BEGIN Data provided
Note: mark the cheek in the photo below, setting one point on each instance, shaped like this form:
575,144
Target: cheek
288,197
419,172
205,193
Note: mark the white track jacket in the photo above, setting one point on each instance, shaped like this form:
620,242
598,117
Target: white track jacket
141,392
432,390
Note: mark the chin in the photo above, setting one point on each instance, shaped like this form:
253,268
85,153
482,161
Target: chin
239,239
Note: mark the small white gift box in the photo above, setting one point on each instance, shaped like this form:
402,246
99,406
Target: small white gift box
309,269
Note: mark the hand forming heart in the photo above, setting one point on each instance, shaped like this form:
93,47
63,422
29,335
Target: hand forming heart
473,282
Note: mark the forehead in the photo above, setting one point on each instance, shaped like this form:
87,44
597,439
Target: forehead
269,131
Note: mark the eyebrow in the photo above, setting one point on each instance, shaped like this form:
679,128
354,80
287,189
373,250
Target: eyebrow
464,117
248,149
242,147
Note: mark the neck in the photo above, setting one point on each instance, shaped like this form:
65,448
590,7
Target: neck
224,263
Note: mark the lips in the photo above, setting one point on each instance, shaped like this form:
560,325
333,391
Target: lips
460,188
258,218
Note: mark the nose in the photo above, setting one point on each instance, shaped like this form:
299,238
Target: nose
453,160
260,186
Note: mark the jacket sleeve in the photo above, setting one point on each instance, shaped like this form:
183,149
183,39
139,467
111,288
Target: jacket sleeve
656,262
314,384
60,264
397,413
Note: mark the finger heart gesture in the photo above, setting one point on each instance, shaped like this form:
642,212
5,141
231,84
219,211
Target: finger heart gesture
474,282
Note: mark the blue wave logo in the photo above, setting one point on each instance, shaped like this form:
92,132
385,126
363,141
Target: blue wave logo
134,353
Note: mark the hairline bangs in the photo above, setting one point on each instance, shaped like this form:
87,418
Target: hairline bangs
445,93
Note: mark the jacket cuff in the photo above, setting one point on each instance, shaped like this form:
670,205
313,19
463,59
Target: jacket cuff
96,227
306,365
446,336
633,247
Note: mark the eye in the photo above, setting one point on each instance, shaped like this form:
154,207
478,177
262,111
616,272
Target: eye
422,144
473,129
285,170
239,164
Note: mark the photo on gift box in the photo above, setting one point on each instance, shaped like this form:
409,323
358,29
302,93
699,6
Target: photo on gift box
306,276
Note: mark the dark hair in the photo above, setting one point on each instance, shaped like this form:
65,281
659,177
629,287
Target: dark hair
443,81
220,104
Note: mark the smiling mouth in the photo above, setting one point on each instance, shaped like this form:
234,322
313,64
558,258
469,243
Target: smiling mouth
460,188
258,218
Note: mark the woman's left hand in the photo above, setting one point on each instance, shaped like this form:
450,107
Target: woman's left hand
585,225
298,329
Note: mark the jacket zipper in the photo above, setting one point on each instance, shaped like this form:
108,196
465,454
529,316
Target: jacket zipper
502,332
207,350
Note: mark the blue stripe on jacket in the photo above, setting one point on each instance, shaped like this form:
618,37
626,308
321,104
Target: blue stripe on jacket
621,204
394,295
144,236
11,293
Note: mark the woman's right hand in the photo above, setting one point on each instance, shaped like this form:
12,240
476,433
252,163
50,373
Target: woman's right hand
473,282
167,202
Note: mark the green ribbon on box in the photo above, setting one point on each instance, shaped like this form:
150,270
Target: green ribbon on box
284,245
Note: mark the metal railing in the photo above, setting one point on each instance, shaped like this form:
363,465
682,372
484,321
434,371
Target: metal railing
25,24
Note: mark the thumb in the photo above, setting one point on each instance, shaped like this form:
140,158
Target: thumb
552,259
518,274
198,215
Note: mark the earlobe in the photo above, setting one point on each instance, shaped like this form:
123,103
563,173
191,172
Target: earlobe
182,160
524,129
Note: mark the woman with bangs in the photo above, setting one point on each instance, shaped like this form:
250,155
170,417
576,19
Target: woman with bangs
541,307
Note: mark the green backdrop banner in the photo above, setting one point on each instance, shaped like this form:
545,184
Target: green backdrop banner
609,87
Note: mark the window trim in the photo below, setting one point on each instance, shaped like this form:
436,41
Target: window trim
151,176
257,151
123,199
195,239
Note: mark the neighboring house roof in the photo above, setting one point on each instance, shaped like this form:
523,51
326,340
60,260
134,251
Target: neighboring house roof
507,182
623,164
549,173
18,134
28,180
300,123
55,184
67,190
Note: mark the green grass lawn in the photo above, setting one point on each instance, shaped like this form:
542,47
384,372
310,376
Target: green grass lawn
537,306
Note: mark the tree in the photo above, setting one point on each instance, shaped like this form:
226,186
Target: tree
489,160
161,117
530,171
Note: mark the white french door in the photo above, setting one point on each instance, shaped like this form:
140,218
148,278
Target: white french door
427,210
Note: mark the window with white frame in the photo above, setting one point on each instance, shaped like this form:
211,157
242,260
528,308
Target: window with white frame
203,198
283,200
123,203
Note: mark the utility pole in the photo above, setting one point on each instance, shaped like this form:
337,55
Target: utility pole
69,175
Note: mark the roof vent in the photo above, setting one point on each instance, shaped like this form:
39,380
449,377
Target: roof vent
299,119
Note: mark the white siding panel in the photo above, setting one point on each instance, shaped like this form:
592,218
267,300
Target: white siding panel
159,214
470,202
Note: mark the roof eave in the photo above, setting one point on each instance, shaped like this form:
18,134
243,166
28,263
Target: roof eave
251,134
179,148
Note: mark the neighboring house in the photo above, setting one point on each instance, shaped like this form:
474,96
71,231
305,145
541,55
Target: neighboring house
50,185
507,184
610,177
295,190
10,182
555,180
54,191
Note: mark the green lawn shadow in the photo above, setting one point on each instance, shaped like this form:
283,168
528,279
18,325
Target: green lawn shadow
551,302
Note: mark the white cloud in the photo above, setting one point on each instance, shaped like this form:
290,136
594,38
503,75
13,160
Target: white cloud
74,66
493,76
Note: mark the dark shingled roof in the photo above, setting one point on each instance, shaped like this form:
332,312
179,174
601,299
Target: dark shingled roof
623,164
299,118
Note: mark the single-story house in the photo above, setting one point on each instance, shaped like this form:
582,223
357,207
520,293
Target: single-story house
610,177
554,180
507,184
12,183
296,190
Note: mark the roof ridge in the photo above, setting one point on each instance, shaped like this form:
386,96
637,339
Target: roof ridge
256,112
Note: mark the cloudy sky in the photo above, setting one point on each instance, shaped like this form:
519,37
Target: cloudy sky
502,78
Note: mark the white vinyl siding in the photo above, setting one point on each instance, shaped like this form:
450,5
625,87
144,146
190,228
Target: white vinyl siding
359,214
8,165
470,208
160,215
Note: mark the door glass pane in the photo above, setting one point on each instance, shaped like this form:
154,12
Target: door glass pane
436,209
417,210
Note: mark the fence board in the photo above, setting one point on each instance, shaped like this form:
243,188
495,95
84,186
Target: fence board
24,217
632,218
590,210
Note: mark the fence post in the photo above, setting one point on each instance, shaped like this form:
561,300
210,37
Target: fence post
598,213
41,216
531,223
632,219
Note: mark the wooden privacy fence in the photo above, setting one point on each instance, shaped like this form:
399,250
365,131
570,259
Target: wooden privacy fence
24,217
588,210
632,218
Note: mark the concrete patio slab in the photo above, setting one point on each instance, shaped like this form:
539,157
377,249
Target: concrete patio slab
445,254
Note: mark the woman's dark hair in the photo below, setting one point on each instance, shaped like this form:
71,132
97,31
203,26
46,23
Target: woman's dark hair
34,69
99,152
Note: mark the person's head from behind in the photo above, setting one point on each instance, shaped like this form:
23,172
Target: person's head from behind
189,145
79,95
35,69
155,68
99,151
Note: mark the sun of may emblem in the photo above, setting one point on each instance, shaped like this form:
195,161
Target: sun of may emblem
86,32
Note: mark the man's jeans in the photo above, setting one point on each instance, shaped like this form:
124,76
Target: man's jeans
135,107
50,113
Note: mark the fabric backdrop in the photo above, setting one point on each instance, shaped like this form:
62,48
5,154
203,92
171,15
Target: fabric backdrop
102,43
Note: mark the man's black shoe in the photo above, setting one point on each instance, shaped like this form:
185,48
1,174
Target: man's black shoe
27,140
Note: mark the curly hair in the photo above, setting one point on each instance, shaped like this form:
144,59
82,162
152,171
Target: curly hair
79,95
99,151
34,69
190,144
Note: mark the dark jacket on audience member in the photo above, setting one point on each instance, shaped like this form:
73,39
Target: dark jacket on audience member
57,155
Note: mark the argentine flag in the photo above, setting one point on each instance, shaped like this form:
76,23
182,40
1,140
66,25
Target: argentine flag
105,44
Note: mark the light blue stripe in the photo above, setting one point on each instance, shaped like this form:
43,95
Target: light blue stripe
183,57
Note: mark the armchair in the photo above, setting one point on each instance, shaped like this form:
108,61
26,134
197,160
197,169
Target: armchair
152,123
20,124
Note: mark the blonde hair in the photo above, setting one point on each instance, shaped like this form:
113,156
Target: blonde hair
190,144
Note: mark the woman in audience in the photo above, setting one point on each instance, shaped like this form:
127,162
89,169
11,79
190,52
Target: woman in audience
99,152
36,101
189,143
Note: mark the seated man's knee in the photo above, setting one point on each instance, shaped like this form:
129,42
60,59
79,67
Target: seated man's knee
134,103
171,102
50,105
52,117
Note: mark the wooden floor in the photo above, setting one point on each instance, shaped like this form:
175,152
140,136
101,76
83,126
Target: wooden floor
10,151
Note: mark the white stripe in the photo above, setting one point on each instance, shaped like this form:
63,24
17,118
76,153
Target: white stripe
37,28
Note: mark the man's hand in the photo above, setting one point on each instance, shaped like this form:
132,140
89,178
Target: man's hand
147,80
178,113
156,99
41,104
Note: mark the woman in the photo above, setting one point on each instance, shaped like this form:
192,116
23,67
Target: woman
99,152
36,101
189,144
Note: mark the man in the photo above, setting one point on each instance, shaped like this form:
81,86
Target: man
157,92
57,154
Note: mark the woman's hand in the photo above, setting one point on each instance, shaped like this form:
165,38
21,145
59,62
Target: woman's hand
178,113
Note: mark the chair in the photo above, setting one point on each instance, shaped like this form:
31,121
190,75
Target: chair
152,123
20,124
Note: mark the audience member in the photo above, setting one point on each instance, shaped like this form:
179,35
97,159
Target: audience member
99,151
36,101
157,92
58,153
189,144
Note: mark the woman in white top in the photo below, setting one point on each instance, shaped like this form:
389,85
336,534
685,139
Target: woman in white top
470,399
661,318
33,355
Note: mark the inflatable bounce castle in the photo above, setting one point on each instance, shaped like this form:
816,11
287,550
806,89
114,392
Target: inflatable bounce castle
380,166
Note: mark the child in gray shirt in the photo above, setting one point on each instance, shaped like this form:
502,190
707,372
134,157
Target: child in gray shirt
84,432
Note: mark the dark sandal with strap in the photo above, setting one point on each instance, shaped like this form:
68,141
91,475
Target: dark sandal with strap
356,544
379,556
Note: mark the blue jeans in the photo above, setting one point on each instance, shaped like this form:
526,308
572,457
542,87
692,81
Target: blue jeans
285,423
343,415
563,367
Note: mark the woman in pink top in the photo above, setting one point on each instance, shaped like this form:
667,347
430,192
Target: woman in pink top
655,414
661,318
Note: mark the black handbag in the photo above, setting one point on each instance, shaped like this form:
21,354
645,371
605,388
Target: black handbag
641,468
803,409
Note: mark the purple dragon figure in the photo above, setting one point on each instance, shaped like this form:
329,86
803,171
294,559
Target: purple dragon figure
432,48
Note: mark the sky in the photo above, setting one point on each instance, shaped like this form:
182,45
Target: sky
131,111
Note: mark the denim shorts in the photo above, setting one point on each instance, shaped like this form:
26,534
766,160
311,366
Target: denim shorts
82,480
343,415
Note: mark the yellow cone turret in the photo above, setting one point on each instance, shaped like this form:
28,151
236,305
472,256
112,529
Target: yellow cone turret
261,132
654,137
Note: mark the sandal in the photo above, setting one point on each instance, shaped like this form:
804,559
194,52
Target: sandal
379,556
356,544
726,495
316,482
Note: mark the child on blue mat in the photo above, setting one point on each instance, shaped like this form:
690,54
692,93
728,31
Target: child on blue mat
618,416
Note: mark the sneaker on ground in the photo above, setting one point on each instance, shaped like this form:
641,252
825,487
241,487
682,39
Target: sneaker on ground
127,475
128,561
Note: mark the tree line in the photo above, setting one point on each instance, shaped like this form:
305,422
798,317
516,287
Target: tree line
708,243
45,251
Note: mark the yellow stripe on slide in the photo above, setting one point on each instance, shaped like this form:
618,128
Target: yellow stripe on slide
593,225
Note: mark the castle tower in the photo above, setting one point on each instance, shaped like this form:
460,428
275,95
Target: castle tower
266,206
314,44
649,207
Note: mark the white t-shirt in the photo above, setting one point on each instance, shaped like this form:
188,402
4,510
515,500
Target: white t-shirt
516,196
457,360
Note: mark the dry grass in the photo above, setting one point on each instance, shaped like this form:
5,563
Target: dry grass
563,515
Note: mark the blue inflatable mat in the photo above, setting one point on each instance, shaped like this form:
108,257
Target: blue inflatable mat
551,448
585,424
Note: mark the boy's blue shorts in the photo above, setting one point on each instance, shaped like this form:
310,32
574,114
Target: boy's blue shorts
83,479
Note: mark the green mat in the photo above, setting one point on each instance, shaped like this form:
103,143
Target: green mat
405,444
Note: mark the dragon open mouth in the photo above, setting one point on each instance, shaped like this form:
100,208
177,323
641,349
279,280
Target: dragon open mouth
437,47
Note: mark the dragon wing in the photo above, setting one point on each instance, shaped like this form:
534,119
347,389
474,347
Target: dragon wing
END Data provided
Task prompt: Reproduce exactly the lines from the one containing "Note: mark the white t-shirt" through the last line of the records above, including both, and nothing else.

Output of the exercise:
Note: mark the white t-shirt in the photo above, setting one point on each instance, shaped like this form:
188,402
4,510
515,500
Target: white t-shirt
516,196
457,360
Note: mark the dry grass in the photo above, setting one point on each instance, shaped like this form:
5,563
Target: dry grass
563,515
Note: mark the blue inflatable mat in the photo above, setting one point on each instance, shaped like this form:
108,257
Target: blue inflatable mat
551,448
585,424
Note: mark the boy's blue shorts in the photo above, setting one point on each instance, shaped like this form:
310,32
574,114
Target: boy's blue shorts
83,479
Note: mark the green mat in the photo above, setting one point on each instance, shaped like this form:
103,143
Target: green mat
405,444
Note: mark the dragon open mouth in the photo above, setting one point on each instance, shaped like this form:
100,208
177,323
641,349
279,280
Target: dragon open mouth
437,47
Note: mark the dragon wing in the photo above, setting one point on each instance, shaped like this form:
534,119
347,389
474,347
Target: dragon wing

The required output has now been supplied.